§ Objective: In the material below, starting with the line that contains "the skin texture." and going on through the line that contains "[140,91,427,476]", switch "skin texture" to "skin tone". Write out only those lines again, with everything else left as it is.

— Begin Task inputs —

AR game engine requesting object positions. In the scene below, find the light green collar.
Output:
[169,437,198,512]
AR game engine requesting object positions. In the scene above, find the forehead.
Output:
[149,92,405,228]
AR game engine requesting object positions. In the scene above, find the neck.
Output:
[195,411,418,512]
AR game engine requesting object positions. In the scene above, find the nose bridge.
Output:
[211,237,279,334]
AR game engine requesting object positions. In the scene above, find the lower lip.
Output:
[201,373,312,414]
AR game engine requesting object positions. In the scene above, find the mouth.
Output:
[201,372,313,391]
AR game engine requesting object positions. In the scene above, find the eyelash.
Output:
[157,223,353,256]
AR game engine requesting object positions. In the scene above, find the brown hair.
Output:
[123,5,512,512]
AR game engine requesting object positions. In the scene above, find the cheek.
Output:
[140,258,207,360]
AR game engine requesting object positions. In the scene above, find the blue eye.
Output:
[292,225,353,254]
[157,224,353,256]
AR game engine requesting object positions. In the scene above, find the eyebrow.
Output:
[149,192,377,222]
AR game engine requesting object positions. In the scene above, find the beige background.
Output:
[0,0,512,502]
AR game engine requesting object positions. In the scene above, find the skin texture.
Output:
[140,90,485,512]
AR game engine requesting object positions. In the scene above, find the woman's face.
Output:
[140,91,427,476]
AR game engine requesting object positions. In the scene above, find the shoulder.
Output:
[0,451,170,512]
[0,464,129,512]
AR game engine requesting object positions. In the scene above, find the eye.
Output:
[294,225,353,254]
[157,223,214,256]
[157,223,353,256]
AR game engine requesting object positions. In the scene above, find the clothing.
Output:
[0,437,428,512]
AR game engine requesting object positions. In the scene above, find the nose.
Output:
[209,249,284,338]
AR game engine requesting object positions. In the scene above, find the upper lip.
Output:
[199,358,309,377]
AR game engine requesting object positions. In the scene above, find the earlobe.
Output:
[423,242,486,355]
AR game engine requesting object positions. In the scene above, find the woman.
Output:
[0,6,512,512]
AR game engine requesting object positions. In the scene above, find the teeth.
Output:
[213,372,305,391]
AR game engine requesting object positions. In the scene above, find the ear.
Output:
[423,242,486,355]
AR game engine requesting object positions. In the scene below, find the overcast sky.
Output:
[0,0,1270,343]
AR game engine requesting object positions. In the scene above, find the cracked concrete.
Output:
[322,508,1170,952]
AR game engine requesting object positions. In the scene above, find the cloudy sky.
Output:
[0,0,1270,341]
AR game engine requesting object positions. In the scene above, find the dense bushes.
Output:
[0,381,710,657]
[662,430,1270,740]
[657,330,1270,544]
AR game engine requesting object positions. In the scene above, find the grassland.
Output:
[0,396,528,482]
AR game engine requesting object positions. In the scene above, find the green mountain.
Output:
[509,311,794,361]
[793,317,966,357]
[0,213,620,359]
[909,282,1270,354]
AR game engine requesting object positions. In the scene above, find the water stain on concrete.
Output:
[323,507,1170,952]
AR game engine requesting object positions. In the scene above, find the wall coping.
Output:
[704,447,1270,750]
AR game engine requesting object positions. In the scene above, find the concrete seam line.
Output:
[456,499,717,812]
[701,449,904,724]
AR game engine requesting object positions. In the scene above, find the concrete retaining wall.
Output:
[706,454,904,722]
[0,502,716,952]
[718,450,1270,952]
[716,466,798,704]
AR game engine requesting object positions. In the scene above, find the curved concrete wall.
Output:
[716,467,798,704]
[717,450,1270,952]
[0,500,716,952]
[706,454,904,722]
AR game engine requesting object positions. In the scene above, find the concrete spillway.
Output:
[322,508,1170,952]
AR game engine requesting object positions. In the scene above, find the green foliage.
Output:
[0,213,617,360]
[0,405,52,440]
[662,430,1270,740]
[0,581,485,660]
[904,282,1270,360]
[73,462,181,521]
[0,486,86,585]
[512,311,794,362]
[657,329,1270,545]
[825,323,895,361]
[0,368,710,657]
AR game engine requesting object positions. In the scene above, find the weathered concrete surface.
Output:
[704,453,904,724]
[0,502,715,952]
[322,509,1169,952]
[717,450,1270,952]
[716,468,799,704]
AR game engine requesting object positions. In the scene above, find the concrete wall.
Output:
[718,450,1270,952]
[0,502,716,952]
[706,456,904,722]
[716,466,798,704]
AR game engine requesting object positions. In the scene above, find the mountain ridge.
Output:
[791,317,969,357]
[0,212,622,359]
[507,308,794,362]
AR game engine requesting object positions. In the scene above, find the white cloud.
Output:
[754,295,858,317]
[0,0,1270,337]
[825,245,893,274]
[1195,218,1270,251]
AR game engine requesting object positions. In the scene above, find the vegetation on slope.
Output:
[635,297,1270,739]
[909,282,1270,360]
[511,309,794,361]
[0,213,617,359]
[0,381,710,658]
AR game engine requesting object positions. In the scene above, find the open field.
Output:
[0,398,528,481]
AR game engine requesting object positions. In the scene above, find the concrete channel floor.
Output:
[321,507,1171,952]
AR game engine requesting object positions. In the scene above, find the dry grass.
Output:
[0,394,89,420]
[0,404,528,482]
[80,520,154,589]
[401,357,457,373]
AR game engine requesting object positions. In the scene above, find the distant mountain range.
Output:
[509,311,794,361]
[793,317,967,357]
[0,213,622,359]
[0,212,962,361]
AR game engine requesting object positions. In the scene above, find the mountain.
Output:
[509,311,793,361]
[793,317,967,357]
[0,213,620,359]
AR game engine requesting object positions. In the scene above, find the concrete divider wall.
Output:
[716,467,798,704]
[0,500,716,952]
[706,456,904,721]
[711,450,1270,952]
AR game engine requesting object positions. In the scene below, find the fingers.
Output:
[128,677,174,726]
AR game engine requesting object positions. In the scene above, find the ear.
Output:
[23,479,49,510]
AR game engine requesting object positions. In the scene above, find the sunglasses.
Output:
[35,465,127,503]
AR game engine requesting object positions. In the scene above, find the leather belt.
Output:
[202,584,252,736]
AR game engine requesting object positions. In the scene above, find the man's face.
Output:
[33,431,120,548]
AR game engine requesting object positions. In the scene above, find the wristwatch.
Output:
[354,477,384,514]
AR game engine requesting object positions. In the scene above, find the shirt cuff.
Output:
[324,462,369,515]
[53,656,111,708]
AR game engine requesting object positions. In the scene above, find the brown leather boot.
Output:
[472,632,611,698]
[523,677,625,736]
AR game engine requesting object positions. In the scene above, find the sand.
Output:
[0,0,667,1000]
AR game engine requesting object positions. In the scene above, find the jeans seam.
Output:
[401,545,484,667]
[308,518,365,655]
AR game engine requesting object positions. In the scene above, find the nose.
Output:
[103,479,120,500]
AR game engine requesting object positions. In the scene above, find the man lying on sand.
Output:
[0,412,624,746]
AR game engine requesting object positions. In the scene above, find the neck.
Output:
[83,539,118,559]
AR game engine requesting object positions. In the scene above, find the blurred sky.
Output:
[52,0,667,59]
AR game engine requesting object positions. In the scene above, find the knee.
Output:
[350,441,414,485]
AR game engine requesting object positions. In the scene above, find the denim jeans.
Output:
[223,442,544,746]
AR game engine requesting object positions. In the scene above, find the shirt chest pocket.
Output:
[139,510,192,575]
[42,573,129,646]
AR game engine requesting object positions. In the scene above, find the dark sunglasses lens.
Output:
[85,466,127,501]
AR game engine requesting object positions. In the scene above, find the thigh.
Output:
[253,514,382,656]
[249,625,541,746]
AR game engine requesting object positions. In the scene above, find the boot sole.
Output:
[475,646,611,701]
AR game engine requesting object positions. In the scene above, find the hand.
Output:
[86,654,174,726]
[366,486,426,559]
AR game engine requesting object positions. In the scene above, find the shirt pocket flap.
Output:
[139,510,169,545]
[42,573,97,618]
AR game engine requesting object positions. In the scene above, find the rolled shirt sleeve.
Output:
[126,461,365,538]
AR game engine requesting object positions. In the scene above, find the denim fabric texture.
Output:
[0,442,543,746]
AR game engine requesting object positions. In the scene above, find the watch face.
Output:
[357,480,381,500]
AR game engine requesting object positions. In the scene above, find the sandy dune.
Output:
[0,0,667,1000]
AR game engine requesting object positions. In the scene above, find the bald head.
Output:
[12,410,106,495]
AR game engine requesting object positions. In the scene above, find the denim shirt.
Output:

— End Task inputs —

§ Problem solution:
AR game engine requesting object positions. In the scene above, find the skin tone.
Output:
[140,90,485,512]
AR game engine requesting object positions. In the scene above, find the woman's face.
Output:
[140,91,427,476]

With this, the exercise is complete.